[Stored records]

BEGIN

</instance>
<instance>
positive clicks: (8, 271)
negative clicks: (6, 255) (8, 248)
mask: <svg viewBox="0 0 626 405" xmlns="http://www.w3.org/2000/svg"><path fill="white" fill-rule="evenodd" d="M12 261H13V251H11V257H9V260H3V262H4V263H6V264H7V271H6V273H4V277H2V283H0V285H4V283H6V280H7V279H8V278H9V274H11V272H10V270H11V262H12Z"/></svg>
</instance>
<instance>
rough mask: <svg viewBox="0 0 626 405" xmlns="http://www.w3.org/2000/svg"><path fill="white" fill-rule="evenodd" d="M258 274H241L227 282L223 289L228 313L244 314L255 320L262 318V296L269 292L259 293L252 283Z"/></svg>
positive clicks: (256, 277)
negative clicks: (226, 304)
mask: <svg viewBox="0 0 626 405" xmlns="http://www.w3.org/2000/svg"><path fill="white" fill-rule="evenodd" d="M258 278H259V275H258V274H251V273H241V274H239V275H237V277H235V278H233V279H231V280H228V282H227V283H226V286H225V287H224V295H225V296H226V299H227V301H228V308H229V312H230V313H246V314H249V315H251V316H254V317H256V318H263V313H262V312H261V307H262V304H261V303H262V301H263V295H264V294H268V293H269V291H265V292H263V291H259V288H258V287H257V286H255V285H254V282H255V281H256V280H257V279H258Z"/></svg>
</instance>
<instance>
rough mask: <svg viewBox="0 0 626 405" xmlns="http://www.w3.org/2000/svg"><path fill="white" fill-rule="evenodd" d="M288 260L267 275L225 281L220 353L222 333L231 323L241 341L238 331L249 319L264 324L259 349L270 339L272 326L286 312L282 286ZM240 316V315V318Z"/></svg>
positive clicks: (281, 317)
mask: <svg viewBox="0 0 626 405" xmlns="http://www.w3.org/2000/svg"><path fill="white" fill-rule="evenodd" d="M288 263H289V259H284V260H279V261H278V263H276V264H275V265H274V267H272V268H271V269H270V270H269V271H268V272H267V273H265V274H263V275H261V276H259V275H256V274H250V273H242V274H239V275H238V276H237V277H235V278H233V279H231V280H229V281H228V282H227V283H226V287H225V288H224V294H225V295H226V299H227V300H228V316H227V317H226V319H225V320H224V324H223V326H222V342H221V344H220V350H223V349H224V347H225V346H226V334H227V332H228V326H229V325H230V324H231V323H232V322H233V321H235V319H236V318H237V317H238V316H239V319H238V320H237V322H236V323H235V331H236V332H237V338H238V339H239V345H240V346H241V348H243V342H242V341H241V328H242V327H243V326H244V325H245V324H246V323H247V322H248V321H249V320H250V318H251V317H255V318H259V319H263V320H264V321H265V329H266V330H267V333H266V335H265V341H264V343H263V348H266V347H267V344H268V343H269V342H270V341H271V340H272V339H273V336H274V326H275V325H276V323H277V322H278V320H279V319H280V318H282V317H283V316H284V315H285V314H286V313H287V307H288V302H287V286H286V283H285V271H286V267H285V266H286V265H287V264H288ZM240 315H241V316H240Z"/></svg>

END

Aim of the task —
Each line of the records should be transcribed without change.

Exercise result —
</instance>
<instance>
positive clicks: (8, 271)
negative clicks: (6, 255) (8, 248)
mask: <svg viewBox="0 0 626 405" xmlns="http://www.w3.org/2000/svg"><path fill="white" fill-rule="evenodd" d="M12 261H13V251H11V257H9V260H3V262H4V263H6V264H7V271H6V273H4V277H2V283H0V285H4V283H6V280H7V279H8V278H9V274H11V272H10V270H11V262H12Z"/></svg>
</instance>
<instance>
rough mask: <svg viewBox="0 0 626 405" xmlns="http://www.w3.org/2000/svg"><path fill="white" fill-rule="evenodd" d="M258 274H241L227 282L223 289L228 313L244 314L255 320L262 318V296L269 292L259 293L252 283Z"/></svg>
positive clicks: (256, 277)
negative clicks: (226, 304)
mask: <svg viewBox="0 0 626 405" xmlns="http://www.w3.org/2000/svg"><path fill="white" fill-rule="evenodd" d="M258 278H259V275H258V274H251V273H241V274H239V275H237V277H235V278H233V279H231V280H228V282H227V283H226V286H225V287H224V295H225V296H226V299H227V301H228V308H229V312H230V313H246V314H249V315H251V316H254V317H256V318H263V313H262V312H261V307H262V304H261V303H262V301H263V295H264V294H268V293H269V291H265V292H263V291H259V288H258V287H257V286H255V285H254V282H255V281H256V280H257V279H258Z"/></svg>
</instance>
<instance>
rough mask: <svg viewBox="0 0 626 405" xmlns="http://www.w3.org/2000/svg"><path fill="white" fill-rule="evenodd" d="M288 260L267 275L225 281L220 353L222 333L231 323L241 341L238 331L249 319L264 324L259 349L270 339L272 326L286 312L282 286ZM240 316V315V318Z"/></svg>
positive clicks: (281, 317)
mask: <svg viewBox="0 0 626 405" xmlns="http://www.w3.org/2000/svg"><path fill="white" fill-rule="evenodd" d="M288 263H289V259H284V260H279V261H278V263H276V264H275V265H274V267H272V268H271V269H270V270H269V271H268V272H267V273H265V274H263V275H261V276H259V275H256V274H250V273H242V274H239V275H238V276H237V277H235V278H233V279H231V280H229V281H228V282H227V283H226V287H225V288H224V294H225V295H226V299H227V300H228V316H227V317H226V319H225V320H224V324H223V326H222V342H221V344H220V350H223V349H224V347H225V346H226V334H227V332H228V326H229V325H230V324H231V323H232V322H233V321H235V319H236V318H237V317H238V316H239V319H238V320H237V322H236V323H235V331H236V332H237V338H238V339H239V345H240V346H241V348H243V342H242V341H241V328H242V327H243V326H244V325H245V324H246V323H247V322H248V321H249V320H250V318H251V317H255V318H259V319H263V320H264V321H265V329H266V330H267V333H266V335H265V341H264V343H263V348H266V347H267V344H268V343H269V342H270V341H271V340H272V339H273V336H274V326H275V325H276V323H277V322H278V320H279V319H280V318H282V317H283V316H284V315H285V314H286V313H287V307H288V302H287V286H286V283H285V271H286V267H285V266H286V265H287V264H288ZM240 315H241V316H240Z"/></svg>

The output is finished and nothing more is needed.